Work item: Pick out each line below that contains the string "negative" and copy those lines in full.

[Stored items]
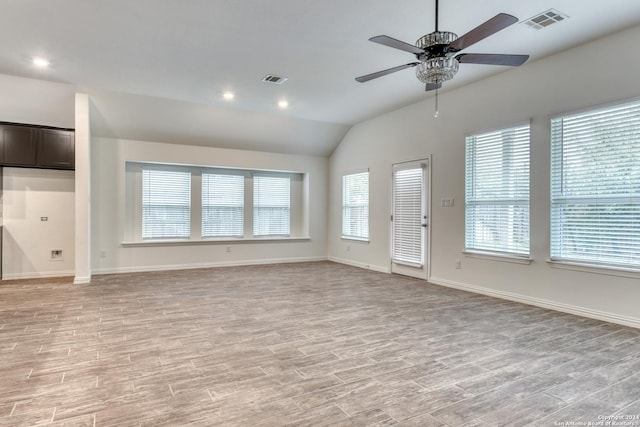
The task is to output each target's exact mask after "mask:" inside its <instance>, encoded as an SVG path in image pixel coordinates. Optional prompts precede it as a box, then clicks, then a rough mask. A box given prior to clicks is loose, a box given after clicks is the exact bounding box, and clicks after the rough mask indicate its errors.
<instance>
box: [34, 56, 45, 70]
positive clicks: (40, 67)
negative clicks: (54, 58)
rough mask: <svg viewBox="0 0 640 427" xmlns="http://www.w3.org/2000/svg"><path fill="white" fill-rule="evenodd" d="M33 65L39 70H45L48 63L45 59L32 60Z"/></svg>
mask: <svg viewBox="0 0 640 427" xmlns="http://www.w3.org/2000/svg"><path fill="white" fill-rule="evenodd" d="M33 65H35V66H36V67H40V68H46V67H48V66H49V61H47V60H46V59H45V58H40V57H38V58H33Z"/></svg>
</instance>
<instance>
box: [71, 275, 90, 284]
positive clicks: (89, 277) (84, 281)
mask: <svg viewBox="0 0 640 427" xmlns="http://www.w3.org/2000/svg"><path fill="white" fill-rule="evenodd" d="M89 283H91V276H76V277H75V278H74V279H73V284H74V285H87V284H89Z"/></svg>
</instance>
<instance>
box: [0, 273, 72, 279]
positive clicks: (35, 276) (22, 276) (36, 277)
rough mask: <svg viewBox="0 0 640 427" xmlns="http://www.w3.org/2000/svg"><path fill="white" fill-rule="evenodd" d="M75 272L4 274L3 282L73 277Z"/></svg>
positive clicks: (2, 278) (21, 273)
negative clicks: (3, 281)
mask: <svg viewBox="0 0 640 427" xmlns="http://www.w3.org/2000/svg"><path fill="white" fill-rule="evenodd" d="M74 274H75V271H41V272H40V271H39V272H37V273H35V272H33V273H2V280H19V279H48V278H54V277H72V276H73V275H74Z"/></svg>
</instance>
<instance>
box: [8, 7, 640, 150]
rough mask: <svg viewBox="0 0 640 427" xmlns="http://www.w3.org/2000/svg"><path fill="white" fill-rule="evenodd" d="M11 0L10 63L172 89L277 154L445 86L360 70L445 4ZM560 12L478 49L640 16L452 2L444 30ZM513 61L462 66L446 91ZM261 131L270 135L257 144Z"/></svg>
mask: <svg viewBox="0 0 640 427" xmlns="http://www.w3.org/2000/svg"><path fill="white" fill-rule="evenodd" d="M0 3H1V6H2V8H1V10H2V15H1V16H2V22H3V24H2V25H0V73H3V74H9V75H17V76H23V77H30V78H36V79H43V80H50V81H55V82H62V83H68V84H70V85H73V86H74V87H75V88H76V89H77V90H84V91H87V92H89V93H91V92H96V93H103V94H104V93H105V92H115V93H123V94H129V95H141V96H144V97H152V98H151V99H155V98H164V99H165V101H167V100H174V101H177V102H179V104H176V106H184V103H185V102H186V103H191V104H195V105H197V106H198V107H197V108H201V109H202V108H204V109H208V110H210V111H211V112H214V113H216V114H217V113H220V112H221V111H224V112H225V114H226V115H227V116H228V117H225V118H224V119H222V120H219V125H220V127H225V126H223V124H224V123H226V125H227V126H226V127H227V128H229V127H233V126H234V124H237V126H235V127H236V129H235V130H232V129H224V131H223V132H222V133H221V134H220V135H214V134H215V131H214V130H211V128H208V129H209V130H208V131H205V130H203V131H202V133H203V135H200V136H201V137H202V138H203V140H204V139H207V138H206V135H205V134H206V133H207V132H210V133H211V136H212V137H213V138H214V139H216V138H217V139H220V140H228V141H229V143H228V144H227V145H228V146H234V144H236V146H238V147H239V148H259V149H266V150H269V144H271V143H273V141H274V138H275V137H277V138H280V140H286V141H288V140H289V139H291V141H292V142H291V143H292V144H295V140H298V141H299V140H300V138H301V137H303V136H304V135H306V136H307V137H308V138H311V139H310V140H312V135H316V134H317V133H319V134H321V135H322V136H321V137H317V138H316V140H312V142H313V144H315V148H312V147H306V146H304V144H302V146H298V147H296V148H294V147H293V145H291V146H289V145H288V144H289V143H288V142H287V143H286V144H284V145H282V146H278V147H275V146H274V147H273V148H272V150H271V151H288V150H291V151H293V152H299V153H309V154H319V155H327V154H329V153H330V152H331V151H332V150H333V148H334V147H335V145H336V144H337V143H338V142H339V140H340V138H341V137H342V135H343V134H344V132H346V130H347V129H348V127H349V126H350V125H352V124H354V123H357V122H359V121H362V120H364V119H367V118H370V117H373V116H375V115H378V114H380V113H383V112H385V111H389V110H392V109H396V108H398V107H401V106H404V105H408V104H411V103H414V102H417V101H420V100H422V99H424V98H426V97H429V96H432V94H430V93H425V92H424V91H423V88H422V85H421V84H420V83H419V82H418V80H417V79H416V78H415V76H414V75H413V72H414V71H413V70H412V69H409V70H403V71H401V72H398V73H395V74H392V75H389V76H386V77H382V78H379V79H377V80H373V81H370V82H368V83H357V82H356V81H355V80H354V78H355V77H357V76H359V75H363V74H368V73H370V72H374V71H379V70H382V69H386V68H390V67H393V66H396V65H400V64H403V63H407V62H412V61H413V60H414V59H415V58H414V57H413V56H412V55H411V54H408V53H406V52H403V51H399V50H396V49H392V48H388V47H385V46H381V45H378V44H375V43H371V42H369V41H368V38H369V37H372V36H375V35H379V34H386V35H388V36H391V37H394V38H397V39H400V40H403V41H406V42H409V43H413V42H415V40H416V39H418V38H419V37H421V36H422V35H424V34H427V33H429V32H431V31H433V30H434V25H435V21H434V11H433V8H434V4H433V0H400V1H389V0H322V1H311V0H183V1H175V0H134V1H132V0H108V1H87V0H56V1H43V0H18V1H15V0H0ZM550 8H554V9H557V10H559V11H560V12H562V13H565V14H566V15H568V16H569V17H570V18H569V19H568V20H566V21H564V22H561V23H558V24H554V25H553V26H551V27H548V28H546V29H543V30H540V31H536V30H533V29H530V28H528V27H526V26H525V25H522V24H515V25H513V26H511V27H508V28H507V29H505V30H503V31H501V32H499V33H497V34H495V35H493V36H491V37H489V38H487V39H485V40H483V41H481V42H479V43H477V44H476V45H474V46H473V47H471V48H470V49H468V51H470V52H478V53H518V54H530V55H531V59H530V61H535V60H536V59H539V58H542V57H544V56H548V55H550V54H553V53H556V52H560V51H562V50H566V49H567V48H569V47H571V46H574V45H578V44H582V43H584V42H586V41H589V40H591V39H594V38H597V37H600V36H602V35H605V34H608V33H611V32H615V31H617V30H620V29H623V28H627V27H630V26H633V25H636V24H638V23H640V1H637V0H599V1H595V0H533V1H526V0H520V1H514V0H483V1H478V0H441V4H440V30H447V31H453V32H455V33H457V34H458V35H462V34H464V33H466V32H467V31H469V30H471V29H472V28H474V27H475V26H477V25H479V24H481V23H482V22H484V21H486V20H488V19H489V18H491V17H493V16H494V15H496V14H497V13H499V12H505V13H509V14H512V15H515V16H516V17H518V18H519V19H520V20H524V19H527V18H529V17H531V16H533V15H535V14H537V13H539V12H543V11H546V10H547V9H550ZM630 54H632V53H630ZM33 56H44V57H46V58H48V59H49V60H50V61H51V66H50V67H49V68H48V69H45V70H42V69H37V68H36V67H34V66H33V65H32V64H31V58H32V57H33ZM524 66H526V64H525V65H524ZM505 70H507V68H505V67H499V66H485V65H471V64H463V65H461V67H460V72H459V73H458V75H457V76H456V77H455V78H454V80H453V81H450V82H447V83H445V85H444V88H443V91H446V90H450V89H452V88H454V87H456V86H460V85H463V84H468V83H470V82H473V81H474V80H478V79H481V78H484V77H486V76H488V75H490V74H492V73H497V72H503V71H505ZM266 74H275V75H279V76H285V77H288V81H287V82H286V83H285V84H283V85H280V86H278V85H270V84H266V83H263V82H261V78H262V77H263V76H264V75H266ZM225 90H232V91H234V92H235V93H236V98H235V99H234V100H233V101H232V102H228V101H224V100H223V99H222V96H221V95H222V93H223V92H224V91H225ZM129 95H127V96H129ZM112 98H113V96H111V98H109V100H105V101H103V102H102V104H103V106H104V111H102V116H104V117H102V119H103V120H104V121H107V120H108V119H109V118H110V117H111V119H112V120H117V117H116V116H118V114H114V113H110V112H109V111H107V106H108V105H109V103H110V102H111V101H112ZM281 98H286V99H287V100H288V101H289V102H290V107H289V108H288V109H286V110H279V109H278V107H277V105H276V103H277V101H278V100H279V99H281ZM98 104H100V103H99V102H98ZM160 104H162V102H160ZM176 108H177V107H176ZM193 108H196V107H193ZM121 115H122V114H121ZM149 115H150V116H153V114H151V113H149ZM267 118H271V119H272V120H273V123H274V125H273V126H272V127H273V129H272V130H273V131H274V132H276V135H275V136H271V137H270V138H263V139H264V140H261V142H260V141H258V140H260V138H259V137H256V136H255V135H251V134H250V133H248V134H245V133H243V132H246V129H244V130H243V129H242V128H250V127H252V125H253V124H260V123H263V122H264V121H265V120H266V119H267ZM243 120H244V121H245V122H244V125H240V123H241V122H242V121H243ZM246 120H248V124H249V125H248V126H247V121H246ZM143 121H144V120H143V119H140V122H143ZM192 125H193V124H192ZM141 126H142V125H141ZM149 126H151V124H149ZM280 126H281V127H280ZM104 127H110V128H114V123H108V124H106V123H105V125H104ZM115 127H116V128H118V126H115ZM142 127H144V126H142ZM276 128H280V129H281V130H282V131H281V132H282V135H280V134H278V132H277V131H276V130H275V129H276ZM103 130H104V129H103ZM254 132H255V129H254ZM105 133H106V132H105ZM196 133H197V132H196ZM226 133H231V134H233V135H229V136H225V135H226ZM225 138H226V139H225ZM256 138H257V139H256ZM249 140H253V141H254V142H256V141H258V142H260V143H259V144H258V145H257V146H256V145H254V146H252V145H251V143H250V142H248V141H249ZM243 141H244V142H243ZM313 144H312V145H313ZM223 145H224V144H223ZM307 145H309V144H307Z"/></svg>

Expected answer:
negative clicks: (54, 58)
negative clicks: (3, 281)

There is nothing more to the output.